Begin

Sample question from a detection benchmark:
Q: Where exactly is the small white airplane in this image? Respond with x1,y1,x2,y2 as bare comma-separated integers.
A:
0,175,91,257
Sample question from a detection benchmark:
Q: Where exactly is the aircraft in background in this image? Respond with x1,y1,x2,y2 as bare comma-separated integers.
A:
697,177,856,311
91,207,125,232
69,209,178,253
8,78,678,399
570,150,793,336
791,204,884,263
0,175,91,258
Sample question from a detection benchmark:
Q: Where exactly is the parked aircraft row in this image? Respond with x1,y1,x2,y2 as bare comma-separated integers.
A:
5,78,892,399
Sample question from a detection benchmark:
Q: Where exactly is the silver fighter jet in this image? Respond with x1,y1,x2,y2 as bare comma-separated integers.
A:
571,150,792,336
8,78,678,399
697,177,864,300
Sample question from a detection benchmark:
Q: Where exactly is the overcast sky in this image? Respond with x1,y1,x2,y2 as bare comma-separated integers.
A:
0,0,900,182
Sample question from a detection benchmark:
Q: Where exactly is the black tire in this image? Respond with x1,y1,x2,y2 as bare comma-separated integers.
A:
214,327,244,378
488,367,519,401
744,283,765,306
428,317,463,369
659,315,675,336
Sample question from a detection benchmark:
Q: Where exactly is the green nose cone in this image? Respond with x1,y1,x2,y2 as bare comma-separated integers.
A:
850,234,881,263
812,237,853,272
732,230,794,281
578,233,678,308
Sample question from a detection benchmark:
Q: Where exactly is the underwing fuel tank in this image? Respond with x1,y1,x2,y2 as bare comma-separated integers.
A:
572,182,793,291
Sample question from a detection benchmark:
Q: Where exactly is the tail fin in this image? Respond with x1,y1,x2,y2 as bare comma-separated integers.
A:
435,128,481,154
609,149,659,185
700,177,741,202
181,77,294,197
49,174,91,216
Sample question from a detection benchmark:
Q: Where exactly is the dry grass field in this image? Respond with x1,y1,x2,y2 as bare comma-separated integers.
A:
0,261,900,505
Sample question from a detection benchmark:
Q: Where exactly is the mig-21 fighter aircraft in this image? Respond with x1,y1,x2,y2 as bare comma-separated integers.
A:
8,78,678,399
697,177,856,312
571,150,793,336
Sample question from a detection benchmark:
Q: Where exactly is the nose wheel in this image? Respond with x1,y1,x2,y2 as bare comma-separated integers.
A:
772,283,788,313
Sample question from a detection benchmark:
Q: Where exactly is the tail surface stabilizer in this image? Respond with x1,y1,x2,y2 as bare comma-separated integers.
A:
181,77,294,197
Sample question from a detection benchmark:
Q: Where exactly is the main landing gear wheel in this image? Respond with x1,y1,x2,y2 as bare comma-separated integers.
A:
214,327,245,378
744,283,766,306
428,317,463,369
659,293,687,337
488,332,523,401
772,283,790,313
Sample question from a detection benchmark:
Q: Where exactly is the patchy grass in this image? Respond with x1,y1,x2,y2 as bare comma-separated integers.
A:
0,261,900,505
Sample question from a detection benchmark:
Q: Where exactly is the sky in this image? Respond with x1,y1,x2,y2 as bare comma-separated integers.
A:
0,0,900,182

End

> **Exercise goal**:
Present every line of the records above as a numbered list, leaving out any blank lines.

> **Exercise solution**:
1. Sample question from a detection benchmark:
2. Q: Where exactly is the small white airplane in this image? Respond with x1,y1,x2,y2 as bare comma-separated integers.
3. A:
4. 0,175,91,257
5. Sample question from a detection benchmark:
6. Q: Where exactly is the aircraft in background in this image? Respond with x1,y1,x2,y2 as bare comma-separated integers.
7. A:
8. 697,177,856,311
9. 91,207,125,232
10. 69,209,178,253
11. 8,78,678,399
12. 570,150,793,336
13. 791,204,884,263
14. 0,175,91,258
15. Sample question from a detection benchmark:
16. Q: Where exactly is the parked aircraft row in this image? Respond with x1,y1,x2,y2 as bare comma-separated integers.
17. A:
18. 5,78,892,399
19. Sample question from a detection benchmark:
20. Q: Where exactly is the silver fighter jet in this image? Respond with x1,y1,x2,y2 as bare comma-separated integers.
21. A:
22. 571,150,792,336
23. 8,78,678,399
24. 697,177,864,300
25. Sample question from a detection benchmark:
26. Q: Where exactly is the overcast sky in this image? Respond with x1,y1,x2,y2 as bare comma-separated integers.
27. A:
28. 0,0,900,182
29. Sample question from a detection benchmark:
30. Q: Where exactly is the black tire in this image? Respond with x1,y1,x2,y2 as bare comma-separated integers.
31. A:
32. 214,327,244,378
33. 488,367,519,401
34. 744,283,765,306
35. 428,317,463,369
36. 659,315,675,336
37. Sample question from a detection benchmark:
38. Q: Where exactly is the green nose cone in this image? Respond with x1,y1,x2,y2 as bare comma-separated integers.
39. A:
40. 850,234,881,263
41. 812,237,853,272
42. 732,230,794,281
43. 578,233,678,308
44. Sample question from a detection benchmark:
45. Q: Where exactly is the underwing fuel tank in this image? Respond with x1,y1,x2,y2 as bare comma-separated integers.
46. A:
47. 572,182,793,291
48. Sample question from a detection benchmark:
49. Q: Where exactly is the tail fin in this image? Respond with x1,y1,x2,y2 as bare comma-separated integers.
50. A:
51. 435,128,481,154
52. 609,149,659,185
53. 700,177,741,202
54. 181,77,294,197
55. 49,174,91,216
56. Sample question from a detection benchmark:
57. Q: Where exactly is the dry grass field in this image? Respond with x1,y1,x2,y2 as bare comma-separated integers.
58. A:
59. 0,261,900,505
60. Sample question from a detection benchmark:
61. Q: Where exactly is the mig-21 fighter aircraft in this image? Respond with x1,y1,x2,y2 as bare comma-separated integers.
62. A:
63. 8,78,678,399
64. 697,177,856,312
65. 571,150,793,336
66. Sample question from a detection benchmark:
67. Q: Where exactly is the nose wheel in this image? Respond with x1,y1,x2,y2 as bare comma-separated integers.
68. A:
69. 772,283,788,313
70. Sample question from a detection benchmark:
71. Q: Where exactly is the tail surface stabilizer in this image? Respond with x1,y1,x2,y2 as bare comma-separated integers.
72. A:
73. 181,77,294,197
74. Sample question from a detection benchmark:
75. Q: Where exactly is the main landing gear wheel in this image? Respond with x1,y1,x2,y2 as bare comma-separated integers.
76. A:
77. 214,327,245,378
78. 744,283,766,306
79. 428,317,463,369
80. 659,293,687,337
81. 488,332,523,401
82. 772,283,790,313
83. Sample question from a detection benchmark:
84. Q: Where exactly is the patchy grass in this image? Respond with x1,y1,x2,y2 as bare comma-separated integers.
85. A:
86. 0,261,900,505
87. Sample question from a detection benchmark:
88. Q: Where exactly is the sky in this image? Respond with x1,y1,x2,y2 as bare comma-separated integers.
89. A:
90. 0,0,900,182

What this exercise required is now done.